## Work required
Reproduce the following data exactly, minus any images.

## Dataset excerpts
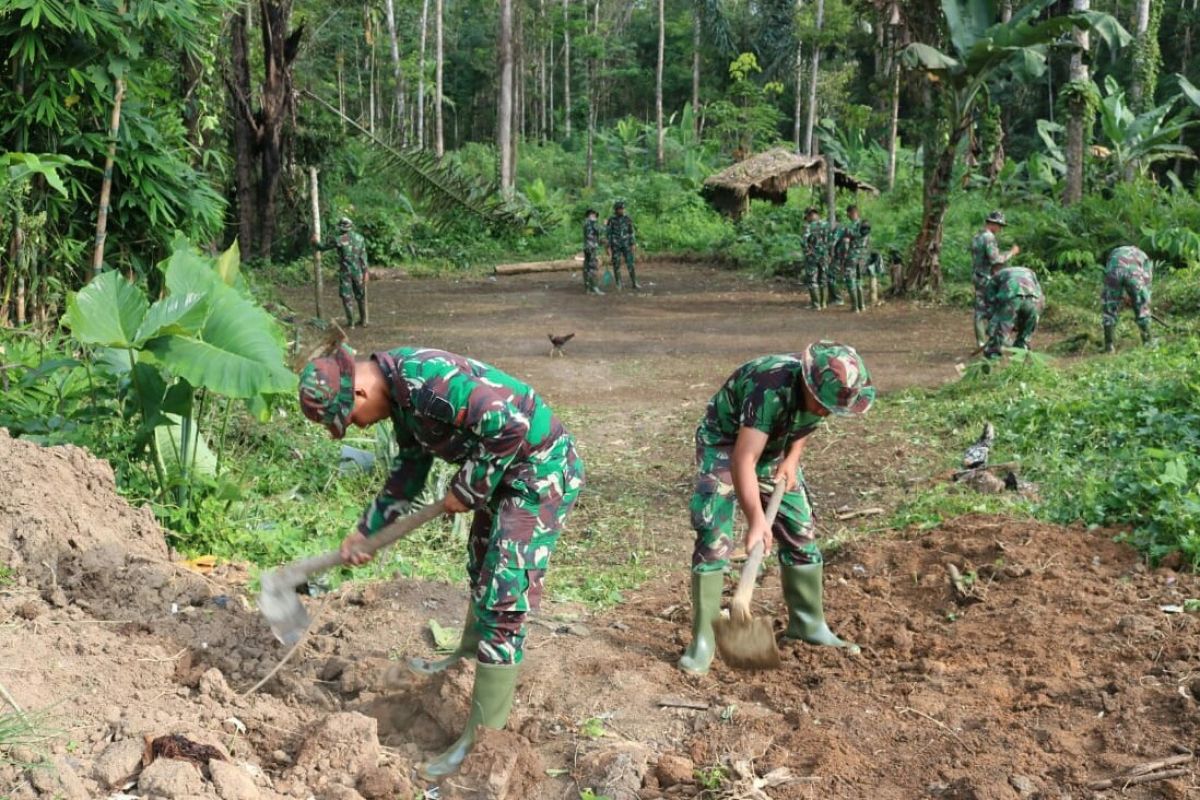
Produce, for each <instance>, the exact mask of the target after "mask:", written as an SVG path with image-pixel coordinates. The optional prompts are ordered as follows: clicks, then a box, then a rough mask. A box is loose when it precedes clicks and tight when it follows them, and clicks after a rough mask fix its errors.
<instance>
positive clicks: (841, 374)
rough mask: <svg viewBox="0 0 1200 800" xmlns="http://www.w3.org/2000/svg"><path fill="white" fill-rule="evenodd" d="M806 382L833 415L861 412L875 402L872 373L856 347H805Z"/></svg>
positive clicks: (805, 368)
mask: <svg viewBox="0 0 1200 800" xmlns="http://www.w3.org/2000/svg"><path fill="white" fill-rule="evenodd" d="M803 359H804V385H805V386H808V387H809V391H810V392H812V396H814V397H816V398H817V402H818V403H821V405H823V407H824V408H827V409H828V410H829V413H830V414H838V415H847V414H862V413H864V411H865V410H866V409H869V408H870V407H871V403H872V402H875V387H874V386H872V385H871V373H870V372H868V369H866V365H865V363H863V356H860V355H858V351H857V350H854V348H852V347H850V345H847V344H838V343H836V342H817V343H815V344H810V345H809V347H808V348H806V349H805V350H804V355H803Z"/></svg>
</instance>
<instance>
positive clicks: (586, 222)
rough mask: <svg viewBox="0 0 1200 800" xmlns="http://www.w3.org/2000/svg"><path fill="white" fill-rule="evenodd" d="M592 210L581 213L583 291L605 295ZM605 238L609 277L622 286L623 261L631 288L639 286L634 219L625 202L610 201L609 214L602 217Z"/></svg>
mask: <svg viewBox="0 0 1200 800" xmlns="http://www.w3.org/2000/svg"><path fill="white" fill-rule="evenodd" d="M599 216H600V215H598V213H596V210H595V209H588V210H587V212H586V213H584V215H583V290H584V291H587V293H588V294H604V290H602V289H601V288H600V278H599V273H600V224H599V223H598V222H596V221H598V219H599ZM604 240H605V242H606V243H607V246H608V255H610V258H611V259H612V261H611V263H612V276H613V278H614V279H616V282H617V288H618V289H620V288H622V285H623V284H622V281H620V264H622V261H624V263H625V269H626V270H628V271H629V283H630V285H632V287H634V289H641V288H642V287H641V284H640V283H638V282H637V272H635V271H634V269H635V267H634V249H635V248H636V247H637V240H636V237H635V233H634V221H632V219H631V218H630V217H629V215H628V213H625V201H624V200H617V201H616V203H613V204H612V216H611V217H608V218H607V219H605V223H604Z"/></svg>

## Final answer
Produce, for each <instance>, the exact mask of the target after "mask:", written as an SVG path with image-pixel coordinates. The optional prompts are ordered as follows: clicks, then a box, then a rough mask. A box is loose when it precedes clicks and tight when it follows them, and clicks after a rough mask fix its errors.
<instance>
positive clicks: (841, 374)
rough mask: <svg viewBox="0 0 1200 800" xmlns="http://www.w3.org/2000/svg"><path fill="white" fill-rule="evenodd" d="M806 382L833 415L861 412L875 402L872 373L856 347H805Z"/></svg>
positive clicks: (805, 368)
mask: <svg viewBox="0 0 1200 800" xmlns="http://www.w3.org/2000/svg"><path fill="white" fill-rule="evenodd" d="M803 359H804V385H805V386H808V387H809V391H810V392H812V396H814V397H816V398H817V402H818V403H821V405H823V407H824V408H827V409H828V410H829V413H830V414H838V415H847V414H862V413H864V411H865V410H866V409H869V408H870V407H871V403H872V402H875V387H874V386H872V385H871V373H870V372H868V369H866V365H865V363H863V356H860V355H858V351H857V350H854V348H852V347H850V345H847V344H838V343H836V342H817V343H815V344H810V345H809V347H808V348H806V349H805V350H804V355H803Z"/></svg>
</instance>
<instance>
positive clicks: (586, 222)
rough mask: <svg viewBox="0 0 1200 800" xmlns="http://www.w3.org/2000/svg"><path fill="white" fill-rule="evenodd" d="M592 210L581 213L583 291L605 295ZM605 238L609 277L622 286L623 261L631 288L639 286L634 219L625 202L610 201L609 214L602 217Z"/></svg>
mask: <svg viewBox="0 0 1200 800" xmlns="http://www.w3.org/2000/svg"><path fill="white" fill-rule="evenodd" d="M599 216H600V215H598V213H596V210H595V209H588V210H587V212H586V213H584V215H583V290H584V291H587V293H588V294H604V290H602V289H601V288H600V278H599V273H600V224H599V223H598V222H596V221H598V219H599ZM604 240H605V242H606V243H607V246H608V255H610V258H611V259H612V261H611V263H612V276H613V278H614V279H616V282H617V288H618V289H620V288H622V285H623V284H622V281H620V264H622V261H624V263H625V269H626V270H628V271H629V283H630V285H632V287H634V289H641V288H642V287H641V284H640V283H638V282H637V272H635V271H634V269H635V267H634V249H635V248H636V247H637V240H636V237H635V233H634V221H632V219H631V218H630V217H629V215H628V213H625V201H624V200H617V201H616V203H613V204H612V216H611V217H608V218H607V219H605V223H604Z"/></svg>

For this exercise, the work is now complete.